Community Book Event

Students in Facing History and Ourselves classes will host an event for the community to discuss the book Night, a Holocaust survivor memoir by Nobel Peace Prize Winner Elie Wiesel. For details about the event, contact the class instructor, David Cohen.

Tuesday, March 9, 2010

We are nearing the end of the book now, and we should be finishing it tonight.
In class today, we discussed how going through such traumatic events with a person close to the individual could either strengthen or break their relationship. It all comes down to an impossible choice--would you abandon your father so you could survive or bear the burden even though it would weigh down both your chances of survival? In The Last Days, Bill Basch had to make such a decision. As an innocent young boy, he promised his friend that they would always stay together no matter what happened. But on a death march, his friend hurt his leg, and a SS officer was going to kill him. Basch and another friend stepped up to protect the hurt friend, but under threat of death, they did the unthinkable; They abandoned him. To this day, Basch is still haunted by this event. It was more than cruel to force these impossible choices on young children. And for all the people who were victims of the Holocaust, this became their normal life.
We also discussed some really powerful quotes in the book. There was a victim in the hospital who said that he had more faith in Hitler than anyone else because Hitler kept his promises to the Jews. The Jews had been let down by everyone else, even God. This is a poignant and revealing statement, and it makes me wonder why we did not do more to help them. Hitler had laid his promises out in full view of the world. Could no one have stopped him?

**ENTRIES PROVIDED:**
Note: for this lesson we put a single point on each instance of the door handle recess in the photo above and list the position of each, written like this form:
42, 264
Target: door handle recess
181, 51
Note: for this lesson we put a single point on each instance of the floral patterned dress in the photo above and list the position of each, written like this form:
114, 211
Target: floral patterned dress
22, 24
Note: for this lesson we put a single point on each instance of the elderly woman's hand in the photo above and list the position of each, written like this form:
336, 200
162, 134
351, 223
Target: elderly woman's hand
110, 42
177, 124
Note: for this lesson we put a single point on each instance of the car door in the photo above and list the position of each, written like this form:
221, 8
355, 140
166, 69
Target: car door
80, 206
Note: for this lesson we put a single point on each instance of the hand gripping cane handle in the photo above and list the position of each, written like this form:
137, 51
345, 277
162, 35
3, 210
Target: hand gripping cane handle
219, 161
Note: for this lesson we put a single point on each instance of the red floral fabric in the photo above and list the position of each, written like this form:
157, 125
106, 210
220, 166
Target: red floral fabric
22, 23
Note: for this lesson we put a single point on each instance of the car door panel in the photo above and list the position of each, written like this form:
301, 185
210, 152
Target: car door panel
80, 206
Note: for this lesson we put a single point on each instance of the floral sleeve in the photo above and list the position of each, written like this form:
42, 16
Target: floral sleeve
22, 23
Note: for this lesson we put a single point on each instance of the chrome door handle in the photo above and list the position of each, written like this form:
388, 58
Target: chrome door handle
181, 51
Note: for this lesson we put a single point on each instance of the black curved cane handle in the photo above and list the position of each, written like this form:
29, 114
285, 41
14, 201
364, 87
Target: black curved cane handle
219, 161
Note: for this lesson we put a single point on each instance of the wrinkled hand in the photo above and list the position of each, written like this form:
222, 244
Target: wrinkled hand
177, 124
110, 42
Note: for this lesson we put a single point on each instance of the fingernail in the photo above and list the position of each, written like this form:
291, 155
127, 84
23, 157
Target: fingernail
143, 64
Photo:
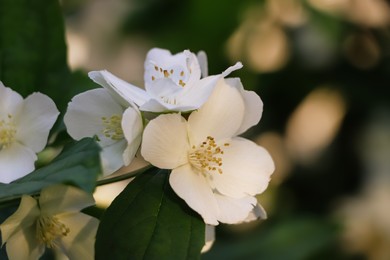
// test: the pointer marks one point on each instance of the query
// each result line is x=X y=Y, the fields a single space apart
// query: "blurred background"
x=322 y=69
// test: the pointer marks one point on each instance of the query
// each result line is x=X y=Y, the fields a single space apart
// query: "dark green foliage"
x=148 y=221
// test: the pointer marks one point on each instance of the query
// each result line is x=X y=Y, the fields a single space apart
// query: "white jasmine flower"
x=24 y=129
x=214 y=171
x=52 y=221
x=172 y=82
x=117 y=125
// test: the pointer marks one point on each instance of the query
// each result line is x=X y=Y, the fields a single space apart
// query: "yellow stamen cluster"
x=206 y=157
x=112 y=127
x=169 y=74
x=7 y=132
x=48 y=229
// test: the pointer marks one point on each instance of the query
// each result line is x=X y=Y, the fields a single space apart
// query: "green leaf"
x=33 y=49
x=149 y=221
x=78 y=165
x=295 y=238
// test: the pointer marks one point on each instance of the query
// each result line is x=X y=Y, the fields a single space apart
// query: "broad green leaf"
x=33 y=49
x=149 y=221
x=78 y=164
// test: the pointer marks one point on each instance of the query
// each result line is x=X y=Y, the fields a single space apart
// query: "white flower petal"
x=165 y=142
x=246 y=168
x=202 y=59
x=132 y=129
x=125 y=93
x=61 y=198
x=23 y=217
x=10 y=102
x=161 y=88
x=79 y=242
x=253 y=105
x=181 y=68
x=112 y=157
x=83 y=117
x=158 y=106
x=257 y=212
x=196 y=95
x=37 y=117
x=232 y=210
x=16 y=161
x=197 y=193
x=229 y=70
x=220 y=117
x=209 y=238
x=24 y=245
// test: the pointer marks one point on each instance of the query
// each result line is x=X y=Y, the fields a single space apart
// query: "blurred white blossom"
x=52 y=221
x=24 y=129
x=116 y=124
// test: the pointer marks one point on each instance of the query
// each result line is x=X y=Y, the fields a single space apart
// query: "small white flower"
x=172 y=82
x=24 y=129
x=117 y=125
x=53 y=221
x=214 y=171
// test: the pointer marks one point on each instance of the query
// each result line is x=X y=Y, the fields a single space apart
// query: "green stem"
x=14 y=200
x=122 y=176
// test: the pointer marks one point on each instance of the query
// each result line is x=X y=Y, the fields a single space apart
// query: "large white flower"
x=172 y=82
x=53 y=221
x=24 y=129
x=214 y=171
x=117 y=125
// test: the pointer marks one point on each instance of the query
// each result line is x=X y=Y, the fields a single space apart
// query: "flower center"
x=112 y=127
x=7 y=132
x=207 y=156
x=48 y=229
x=177 y=74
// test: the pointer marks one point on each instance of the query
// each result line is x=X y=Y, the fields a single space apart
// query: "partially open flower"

**TASKS TO CARRY OUT:**
**A)** Answer these from the post about the book Night:
(i) Who should people contact for details about the community event?
(ii) On the death march in The Last Days, what happened to the friend Bill Basch had promised to stay with?
(iii) On what date was the entry written?
**B)** In the post about the book Night, why did the patient in the hospital say he had more faith in Hitler than in anyone else? Answer in one to three sentences.
**C)** Carry on the post about the book Night, picking up after its final question.

**ANSWERS IN ORDER:**
**A)**
(i) The class instructor, David Cohen.
(ii) He hurt his leg, and an SS officer was going to kill him.
(iii) Tuesday, March 9, 2010.

**B)** He said it because Hitler kept his promises to the Jews. Everyone else had let the Jews down, even God.

**C)**
Something else I thought was really disturbing was the experiments doctors were doing on the Jews. They would try to see if eye color or height could be changed, and many of the people they experimented on ended up with grotesque deformities. After they were done, the Jews would be sent to gas chambers and disposed of. Some doctors tried to save the Jews, but the only way to do that was to keep performing tests on them. I find that rather ironic and extremely sickening.

1 comment:

  1. I think so many people did not believe that it was really happening. People could not believe such things would really be done.

    I remember when I read about a boatload of Jewish children who made it across the Atlantic and landed in the US. We sent them away. I wonder how many of them, if any, survived.

    I went to high school in New York and the state has a large Jewish population. I remember hearing (reading?) someone talking about the Jews, at home in New York, in the United States, decades after World War II ended, asking each other who they would send their children to. Each of them had thought of it.

    I have read many stories like this one:
    http://www.jewishtimesasia.org/one-to-one-topmenu-45/silvain-gilbert

    It's what I hope I would do. It's what I hope someone would do for me or for my children. For you or for yours.

    Knowing what has happened in the past, perhaps we can avoid those great wrongs.